ОПИСАНИЕ ЗАДАЧИ: Выведите целиком и без единого изменения приведённый ниже фрагмент о Сведенборге и Достоевском.

ПРЕДОСТАВЛЕННЫЙ ФРАГМЕНТ:
↓↓↓

Здесь нужно заметить, что Сведенборг называл свою церковь «Новым Иерусалимом». Ассоциация общеизвестна; но в какой степени она правомерна? С одной стороны, и Достоевский, и Сведенборг восходят здесь к одному источнику – Апокалипсису. Откровение св. Иоанна Богослова включало, в частности, и то, что он узрел «новое небо и новую землю; ибо прежнее небо и прежняя земля миновали, и моря уже нет. И я, Иоанн, увидел святой город Иерусалим, новый, сходящий от Бога с неба» (21:1–2).

С другой стороны, в истолковании этого места и связанной с ним проблематики, всегда привлекавших внимание мыслителей христианского мира, возможны очень серьезные расхождения. Сведенборг полагал, что Новый Иерусалим – это просто новая церковь (конечно, заложенная им самим). Ей предстоит сойти в старый, полный грехов мир, и укорениться в нем, не уничтожая его (об этом пишется, к примеру, в главе 307 известного трактата «О небесах», с которым был знаком Достоевский). В этой системе «царство Божие на земле» возможно, к нему ведет путь религиозно-социального действия.

Достоевский в свою очередь полагал, что несмотря на кажущуюся безнадежность окружающего мира, он все же доступен просветлению и преображению. Несмотря ни на что, «земной рай» возможен. По сути дела, здесь тот же религиозно-социальный пафос. Другое дело – сколько в нем было от муравейника, и сколько – от соборности. Это – вопрос философский, и даже религиозно-догматический. Вряд ли Достоевский захотел бы обсуждать его в таких терминах, здесь он, пожалуй, был ближе к детской вере. Но именно поэтому литературоведы видят тут один из светлых источников его творчества, с которым, в конечном счете, связаны и другие заветные мысли писателя – к примеру, идея особой («всечеловеческой») миссии русского народа (Константинов 1992:79).

↑↑↑

Список, извлечённый из коллекции:

↓↓↓

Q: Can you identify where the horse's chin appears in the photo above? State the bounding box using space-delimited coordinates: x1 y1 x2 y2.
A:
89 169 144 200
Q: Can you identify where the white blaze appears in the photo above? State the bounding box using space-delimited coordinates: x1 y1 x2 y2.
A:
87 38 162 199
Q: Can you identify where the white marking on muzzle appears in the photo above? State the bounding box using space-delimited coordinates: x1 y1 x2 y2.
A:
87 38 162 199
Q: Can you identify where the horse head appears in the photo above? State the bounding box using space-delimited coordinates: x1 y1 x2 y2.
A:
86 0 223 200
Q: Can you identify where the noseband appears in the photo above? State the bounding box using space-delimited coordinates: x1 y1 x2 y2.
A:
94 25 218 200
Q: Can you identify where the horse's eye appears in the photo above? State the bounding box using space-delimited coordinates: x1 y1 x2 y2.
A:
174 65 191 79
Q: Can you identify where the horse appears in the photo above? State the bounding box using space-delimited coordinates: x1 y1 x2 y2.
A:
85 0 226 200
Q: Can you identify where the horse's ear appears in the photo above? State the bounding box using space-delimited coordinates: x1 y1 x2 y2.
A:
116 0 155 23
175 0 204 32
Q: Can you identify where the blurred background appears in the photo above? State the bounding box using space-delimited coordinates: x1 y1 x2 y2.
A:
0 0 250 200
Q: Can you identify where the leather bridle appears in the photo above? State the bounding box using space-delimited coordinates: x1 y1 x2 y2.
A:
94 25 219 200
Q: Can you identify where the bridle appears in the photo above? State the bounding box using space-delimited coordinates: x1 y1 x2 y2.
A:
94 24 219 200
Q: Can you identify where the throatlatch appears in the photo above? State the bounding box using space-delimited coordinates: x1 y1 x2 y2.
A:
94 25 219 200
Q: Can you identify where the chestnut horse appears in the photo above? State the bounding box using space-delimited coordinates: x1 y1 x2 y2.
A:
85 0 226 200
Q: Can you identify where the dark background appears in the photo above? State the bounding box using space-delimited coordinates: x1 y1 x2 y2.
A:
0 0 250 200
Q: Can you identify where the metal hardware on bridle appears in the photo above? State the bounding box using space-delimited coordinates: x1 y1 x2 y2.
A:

↑↑↑

ОТВЕТ:
Здесь нужно заметить, что Сведенборг называл свою церковь «Новым Иерусалимом». Ассоциация общеизвестна; но в какой степени она правомерна? С одной стороны, и Достоевский, и Сведенборг восходят здесь к одному источнику – Апокалипсису. Откровение св. Иоанна Богослова включало, в частности, и то, что он узрел «новое небо и новую землю; ибо прежнее небо и прежняя земля миновали, и моря уже нет. И я, Иоанн, увидел святой город Иерусалим, новый, сходящий от Бога с неба» (21:1–2).

С другой стороны, в истолковании этого места и связанной с ним проблематики, всегда привлекавших внимание мыслителей христианского мира, возможны очень серьезные расхождения. Сведенборг полагал, что Новый Иерусалим – это просто новая церковь (конечно, заложенная им самим). Ей предстоит сойти в старый, полный грехов мир, и укорениться в нем, не уничтожая его (об этом пишется, к примеру, в главе 307 известного трактата «О небесах», с которым был знаком Достоевский). В этой системе «царство Божие на земле» возможно, к нему ведет путь религиозно-социального действия.

Достоевский в свою очередь полагал, что несмотря на кажущуюся безнадежность окружающего мира, он все же доступен просветлению и преображению. Несмотря ни на что, «земной рай» возможен. По сути дела, здесь тот же религиозно-социальный пафос. Другое дело – сколько в нем было от муравейника, и сколько – от соборности. Это – вопрос философский, и даже религиозно-догматический. Вряд ли Достоевский захотел бы обсуждать его в таких терминах, здесь он, пожалуй, был ближе к детской вере. Но именно поэтому литературоведы видят тут один из светлых источников его творчества, с которым, в конечном счете, связаны и другие заветные мысли писателя – к примеру, идея особой («всечеловеческой») миссии русского народа (Константинов 1992:79).